What is asked:
Write out the records below word for word, please.

Excerpted records:
· · ·

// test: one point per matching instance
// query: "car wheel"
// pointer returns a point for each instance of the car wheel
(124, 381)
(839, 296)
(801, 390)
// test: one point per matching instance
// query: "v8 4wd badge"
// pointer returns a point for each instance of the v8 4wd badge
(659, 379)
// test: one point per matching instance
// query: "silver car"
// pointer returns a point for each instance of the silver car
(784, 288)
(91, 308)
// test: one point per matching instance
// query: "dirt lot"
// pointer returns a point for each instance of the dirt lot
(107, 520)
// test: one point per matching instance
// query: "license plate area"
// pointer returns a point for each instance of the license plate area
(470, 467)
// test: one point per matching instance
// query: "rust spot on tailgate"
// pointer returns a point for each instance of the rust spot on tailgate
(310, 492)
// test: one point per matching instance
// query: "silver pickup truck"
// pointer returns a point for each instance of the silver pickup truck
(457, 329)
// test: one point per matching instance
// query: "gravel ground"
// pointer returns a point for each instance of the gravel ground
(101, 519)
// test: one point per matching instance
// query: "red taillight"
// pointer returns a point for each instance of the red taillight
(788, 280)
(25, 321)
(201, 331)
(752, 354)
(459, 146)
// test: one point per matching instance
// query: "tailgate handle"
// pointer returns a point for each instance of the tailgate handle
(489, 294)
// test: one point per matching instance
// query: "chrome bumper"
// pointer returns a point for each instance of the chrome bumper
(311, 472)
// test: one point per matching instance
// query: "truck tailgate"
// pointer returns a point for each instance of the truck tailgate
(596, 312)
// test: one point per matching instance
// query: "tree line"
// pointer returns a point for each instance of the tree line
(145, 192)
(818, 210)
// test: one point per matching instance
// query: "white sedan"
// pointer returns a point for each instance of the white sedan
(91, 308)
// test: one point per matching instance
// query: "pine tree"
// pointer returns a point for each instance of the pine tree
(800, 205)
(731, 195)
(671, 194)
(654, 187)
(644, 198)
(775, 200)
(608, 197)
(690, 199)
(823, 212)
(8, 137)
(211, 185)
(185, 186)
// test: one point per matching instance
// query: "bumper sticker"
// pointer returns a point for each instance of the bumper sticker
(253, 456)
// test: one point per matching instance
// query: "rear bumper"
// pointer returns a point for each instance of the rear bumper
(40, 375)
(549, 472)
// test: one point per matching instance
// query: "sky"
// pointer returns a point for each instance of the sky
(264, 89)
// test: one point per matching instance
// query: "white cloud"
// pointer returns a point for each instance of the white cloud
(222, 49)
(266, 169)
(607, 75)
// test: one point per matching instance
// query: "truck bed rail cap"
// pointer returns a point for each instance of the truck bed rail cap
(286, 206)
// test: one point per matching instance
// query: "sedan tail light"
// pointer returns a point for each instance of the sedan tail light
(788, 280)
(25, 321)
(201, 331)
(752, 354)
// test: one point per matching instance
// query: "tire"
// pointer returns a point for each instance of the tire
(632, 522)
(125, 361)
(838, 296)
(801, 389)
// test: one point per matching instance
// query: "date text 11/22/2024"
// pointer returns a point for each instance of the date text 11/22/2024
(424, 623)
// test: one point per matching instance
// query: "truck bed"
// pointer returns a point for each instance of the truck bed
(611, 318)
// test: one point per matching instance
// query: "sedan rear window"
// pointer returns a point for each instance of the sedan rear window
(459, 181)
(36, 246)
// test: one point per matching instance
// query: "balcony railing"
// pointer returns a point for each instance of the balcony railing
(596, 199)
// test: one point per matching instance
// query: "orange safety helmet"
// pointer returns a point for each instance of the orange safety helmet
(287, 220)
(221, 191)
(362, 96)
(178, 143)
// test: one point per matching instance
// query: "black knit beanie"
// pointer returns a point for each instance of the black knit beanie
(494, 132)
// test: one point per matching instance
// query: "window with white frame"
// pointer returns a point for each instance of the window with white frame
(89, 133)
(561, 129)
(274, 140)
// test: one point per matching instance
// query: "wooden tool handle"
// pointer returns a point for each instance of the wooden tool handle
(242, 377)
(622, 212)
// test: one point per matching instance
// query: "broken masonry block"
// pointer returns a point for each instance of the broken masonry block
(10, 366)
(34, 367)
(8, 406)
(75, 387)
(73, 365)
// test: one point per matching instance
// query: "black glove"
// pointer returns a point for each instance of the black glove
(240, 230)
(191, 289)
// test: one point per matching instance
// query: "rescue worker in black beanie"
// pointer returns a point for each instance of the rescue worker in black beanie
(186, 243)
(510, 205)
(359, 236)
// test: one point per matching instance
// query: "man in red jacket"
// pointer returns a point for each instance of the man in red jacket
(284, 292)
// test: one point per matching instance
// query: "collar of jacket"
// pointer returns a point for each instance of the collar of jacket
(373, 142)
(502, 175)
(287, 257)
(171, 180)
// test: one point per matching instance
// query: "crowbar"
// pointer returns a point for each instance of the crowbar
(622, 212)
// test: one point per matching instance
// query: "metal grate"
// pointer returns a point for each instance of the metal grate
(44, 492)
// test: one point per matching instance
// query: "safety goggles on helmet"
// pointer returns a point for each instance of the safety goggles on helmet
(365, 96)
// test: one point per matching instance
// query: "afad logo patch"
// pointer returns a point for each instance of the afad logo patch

· · ·

Exercise response:
// test: one point per matching instance
// query: "car wheel"
// pointer returns a point for each instance of the car wheel
(124, 381)
(839, 296)
(801, 390)
// test: one point per matching instance
// query: "v8 4wd badge"
// pointer returns a point for each instance of the v8 4wd badge
(659, 379)
// test: one point per matching instance
// query: "silver car"
// pointer returns a point for each instance of the silver car
(784, 288)
(91, 308)
// test: one point per matching instance
// query: "dirt lot"
// pointer returns a point for each instance of the dirt lot
(107, 520)
// test: one point per matching instance
// query: "license plate area"
// pointer returns a point for each instance of the license plate area
(470, 467)
// test: one point per matching instance
// query: "rust spot on tailgate"
// pointer returns a point for each instance of the rust spot on tailgate
(310, 492)
// test: one point per matching instance
// query: "silver pickup truck"
// pointer returns a point for each instance of the silver pickup truck
(457, 329)
// test: one point per matching instance
// query: "gravel ground"
// pointer returns a point for each instance of the gravel ground
(101, 519)
// test: one point per matching instance
// query: "red taillight"
// pointer returns a point for each instance of the red taillight
(788, 280)
(25, 321)
(201, 331)
(752, 354)
(459, 146)
// test: one point per matching instance
// query: "tailgate handle"
// pointer returns a point for each instance of the tailgate handle
(489, 294)
// test: one point per matching instance
// query: "chrome bumper"
// pointer returns a point for each instance of the chrome bumper
(311, 472)
// test: one point per matching instance
// query: "truck tailgate"
// pointer returns a point for each instance of the truck tailgate
(596, 312)
// test: one point per matching instance
// query: "tree line"
// pointer returns a point for each instance of the tree line
(145, 192)
(818, 210)
// test: one point per matching instance
// query: "white sedan"
// pointer returns a point for each instance of the white sedan
(91, 308)
// test: one point per matching instance
// query: "pine tree"
// pointer returns a point for each instance of the pine tree
(800, 205)
(731, 195)
(671, 194)
(654, 187)
(644, 198)
(775, 200)
(608, 197)
(690, 199)
(823, 212)
(8, 137)
(211, 185)
(185, 186)
// test: one point per matching instance
// query: "bumper sticker"
// pointer returns a point for each instance of the bumper sticker
(253, 456)
// test: one point per matching instance
// query: "rear bumper"
// pointer returns a point for each instance of the rear bumper
(40, 375)
(549, 472)
// test: one point per matching instance
// query: "sky"
// pointer returns a point for each instance of the sky
(264, 89)
// test: one point per matching instance
// query: "white cloud"
// pointer returns a point for each instance of the white cloud
(222, 49)
(266, 169)
(607, 75)
// test: one point per matching instance
// query: "truck bed rail cap"
// pointer returns a point for each instance of the truck bed rail cap
(286, 206)
// test: one point per matching instance
// query: "sedan tail light"
// pointer returns a point for each instance of the sedan tail light
(788, 280)
(25, 321)
(201, 331)
(752, 354)
// test: one point per matching instance
// query: "tire"
// pointer returns a point for each instance of the tire
(632, 522)
(125, 361)
(838, 296)
(801, 389)
// test: one point per matching instance
// query: "date text 11/22/2024"
// pointer returns a point for each instance of the date text 11/22/2024
(424, 623)
// test: one point per matching instance
// query: "truck bed"
// pointer returns a point for each instance of the truck bed
(611, 318)
// test: one point per matching instance
// query: "sedan rear window"
// pointer returns a point for each instance of the sedan rear window
(459, 181)
(36, 246)
// test: one point per matching instance
// query: "balcony railing"
// pointer returns a point for each instance of the balcony railing
(596, 199)
// test: one point per matching instance
// query: "orange safety helmet"
// pointer returns a point for each instance of the orange safety helmet
(287, 220)
(221, 191)
(362, 96)
(178, 143)
// test: one point per matching instance
// query: "black knit beanie"
// pointer returns a point for each instance of the black knit beanie
(494, 132)
// test: one point per matching instance
// query: "window with white frame"
// pointer returns a point for each instance of the window with white frame
(89, 133)
(561, 129)
(274, 140)
// test: one point per matching instance
// query: "wooden tool handle"
// pointer returns a point for each instance of the wooden tool handle
(242, 377)
(622, 212)
// test: one point per matching instance
// query: "broken masonry block"
// pointer returns a point for each instance of the broken masonry block
(10, 366)
(34, 367)
(8, 406)
(75, 387)
(73, 365)
// test: one point per matching instance
// query: "black glove"
// pointer returns a point for each instance of the black glove
(240, 230)
(191, 289)
// test: one point per matching instance
// query: "rescue worker in black beanie"
// pointer returns a point for each instance of the rescue worker in black beanie
(186, 243)
(510, 205)
(359, 236)
// test: one point per matching instance
// query: "man in red jacket"
// pointer returns a point for each instance of the man in red jacket
(284, 292)
// test: one point per matching instance
// query: "collar of jacket"
// pointer returns a point for each instance of the collar of jacket
(373, 142)
(502, 175)
(287, 257)
(171, 180)
// test: one point per matching instance
// query: "crowbar"
// pointer returns a point for each instance of the crowbar
(622, 212)
// test: one point per matching instance
// query: "metal grate"
// pointer returns a point for each instance of the metal grate
(44, 492)
// test: one point per matching instance
// query: "safety goggles on helmet"
// pointer returns a point for each instance of the safety goggles on helmet
(365, 96)
// test: one point per matching instance
// query: "afad logo patch"
// pointer returns a point for each instance of the afad logo patch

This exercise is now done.